Extracted text >>
**********

Using the `chat` method is a much more convenient and reliable way to apply chat templates:

In [11]:
output= client.chat.completions.create(
    messages=[
        {'role': 'user', 'content': 'The capital of France is'}
    ],
    stream=False,
    max_tokens= 1024,
    )

In [17]:
print(output)

print('\n')

print(output.choices)

print('\n')

print(output.choices[0])

print('\n')

print(output.choices[0].message)

print('\n')

print(output.choices[0].message.content)

ChatCompletionOutput(choices=[ChatCompletionOutputComplete(finish_reason='stop', index=0, message=ChatCompletionOutputMessage(role='assistant', content='Paris.', tool_calls=None), logprobs=None)], created=1742811095, id='', model='meta-llama/Llama-3.2-3B-Instruct', system_fingerprint='3.2.1-native', usage=ChatCompletionOutputUsage(completion_tokens=3, prompt_tokens=40, total_tokens=43), object='chat.completion')

**********

Records from a data source
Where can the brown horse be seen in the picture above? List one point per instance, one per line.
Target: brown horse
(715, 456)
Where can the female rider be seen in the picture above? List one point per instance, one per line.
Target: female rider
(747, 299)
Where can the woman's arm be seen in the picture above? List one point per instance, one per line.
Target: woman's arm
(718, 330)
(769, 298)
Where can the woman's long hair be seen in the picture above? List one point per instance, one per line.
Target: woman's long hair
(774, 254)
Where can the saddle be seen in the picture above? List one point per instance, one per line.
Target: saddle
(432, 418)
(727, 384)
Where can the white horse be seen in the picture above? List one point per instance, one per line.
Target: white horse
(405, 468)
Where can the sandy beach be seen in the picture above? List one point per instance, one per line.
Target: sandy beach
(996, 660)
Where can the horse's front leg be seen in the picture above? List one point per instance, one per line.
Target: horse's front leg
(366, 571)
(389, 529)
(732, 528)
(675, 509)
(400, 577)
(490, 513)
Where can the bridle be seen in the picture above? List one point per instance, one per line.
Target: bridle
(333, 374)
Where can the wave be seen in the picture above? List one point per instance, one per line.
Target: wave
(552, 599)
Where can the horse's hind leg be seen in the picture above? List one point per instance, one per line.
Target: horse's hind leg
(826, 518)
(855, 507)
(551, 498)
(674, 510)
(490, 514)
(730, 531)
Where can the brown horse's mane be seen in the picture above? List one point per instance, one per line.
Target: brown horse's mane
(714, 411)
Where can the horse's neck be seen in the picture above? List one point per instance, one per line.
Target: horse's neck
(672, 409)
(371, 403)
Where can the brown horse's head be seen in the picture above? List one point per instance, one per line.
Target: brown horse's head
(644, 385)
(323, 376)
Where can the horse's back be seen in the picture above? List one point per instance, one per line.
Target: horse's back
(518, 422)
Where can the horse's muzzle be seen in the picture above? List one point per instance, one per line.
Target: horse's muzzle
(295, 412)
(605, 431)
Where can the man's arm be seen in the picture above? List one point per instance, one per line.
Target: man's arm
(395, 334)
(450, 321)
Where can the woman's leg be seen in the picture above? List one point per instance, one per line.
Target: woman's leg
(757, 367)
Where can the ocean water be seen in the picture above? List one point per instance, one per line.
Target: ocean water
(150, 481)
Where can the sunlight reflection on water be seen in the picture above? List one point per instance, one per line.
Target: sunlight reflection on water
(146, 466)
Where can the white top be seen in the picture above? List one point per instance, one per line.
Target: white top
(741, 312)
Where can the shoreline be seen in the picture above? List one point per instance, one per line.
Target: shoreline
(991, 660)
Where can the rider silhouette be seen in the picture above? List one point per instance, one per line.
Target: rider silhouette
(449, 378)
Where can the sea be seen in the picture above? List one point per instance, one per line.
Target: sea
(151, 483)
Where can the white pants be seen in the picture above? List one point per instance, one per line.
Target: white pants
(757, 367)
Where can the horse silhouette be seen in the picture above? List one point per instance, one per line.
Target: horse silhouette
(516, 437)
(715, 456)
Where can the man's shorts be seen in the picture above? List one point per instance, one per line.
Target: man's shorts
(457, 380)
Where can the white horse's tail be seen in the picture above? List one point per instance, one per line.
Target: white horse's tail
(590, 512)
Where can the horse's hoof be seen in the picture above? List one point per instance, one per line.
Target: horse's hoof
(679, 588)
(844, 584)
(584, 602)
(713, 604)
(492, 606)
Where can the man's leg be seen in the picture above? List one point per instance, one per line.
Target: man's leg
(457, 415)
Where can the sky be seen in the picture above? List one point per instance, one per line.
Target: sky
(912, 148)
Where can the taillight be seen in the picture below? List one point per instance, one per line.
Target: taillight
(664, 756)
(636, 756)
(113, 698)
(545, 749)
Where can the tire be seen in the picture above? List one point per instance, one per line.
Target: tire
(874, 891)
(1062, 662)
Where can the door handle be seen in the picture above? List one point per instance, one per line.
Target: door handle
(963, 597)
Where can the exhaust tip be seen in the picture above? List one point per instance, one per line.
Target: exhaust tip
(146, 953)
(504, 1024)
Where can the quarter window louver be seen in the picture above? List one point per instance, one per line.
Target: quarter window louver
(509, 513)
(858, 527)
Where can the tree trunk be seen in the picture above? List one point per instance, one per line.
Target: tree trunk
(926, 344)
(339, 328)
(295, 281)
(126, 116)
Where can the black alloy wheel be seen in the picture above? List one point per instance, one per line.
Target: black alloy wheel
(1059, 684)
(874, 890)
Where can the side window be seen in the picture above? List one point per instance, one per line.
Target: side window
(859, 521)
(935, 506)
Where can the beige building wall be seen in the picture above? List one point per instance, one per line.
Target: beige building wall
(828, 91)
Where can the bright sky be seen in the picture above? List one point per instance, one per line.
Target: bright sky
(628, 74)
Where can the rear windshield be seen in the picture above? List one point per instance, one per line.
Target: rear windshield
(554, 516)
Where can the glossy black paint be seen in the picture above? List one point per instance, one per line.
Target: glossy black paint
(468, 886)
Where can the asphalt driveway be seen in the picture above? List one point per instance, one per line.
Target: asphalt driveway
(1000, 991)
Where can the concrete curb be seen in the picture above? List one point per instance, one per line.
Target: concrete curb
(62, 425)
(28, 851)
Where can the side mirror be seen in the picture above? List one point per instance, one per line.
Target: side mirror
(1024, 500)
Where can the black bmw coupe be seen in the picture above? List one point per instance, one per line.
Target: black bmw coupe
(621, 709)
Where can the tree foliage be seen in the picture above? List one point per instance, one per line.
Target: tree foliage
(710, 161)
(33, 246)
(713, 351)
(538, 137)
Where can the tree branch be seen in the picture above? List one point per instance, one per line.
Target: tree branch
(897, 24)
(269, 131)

**********

The tasks >>
(a) Reproduce the stretch of the chat method excerpt from "print(output.choices)" through "print(output.choices[0].message.content)", updating every occurrence of "choices" to "results".
(b) Recast the paragraph of the chat method excerpt that begins "ChatCompletionOutput(choices=" as a bulleted list that retains its principal facts.

Outputs for the tasks >>
(a)
print(output.results)

print('\n')

print(output.results[0])

print('\n')

print(output.results[0].message)

print('\n')

print(output.results[0].message.content)

(b)
- Finish reason: stop
- Index: 0
- Message: role "assistant", content "Paris.", no tool calls
- Logprobs: None
- Created: 1742811095
- ID: empty
- Model: meta-llama/Llama-3.2-3B-Instruct
- System fingerprint: 3.2.1-native
- Usage: 3 completion tokens, 40 prompt tokens, 43 total tokens
- Object: chat.completion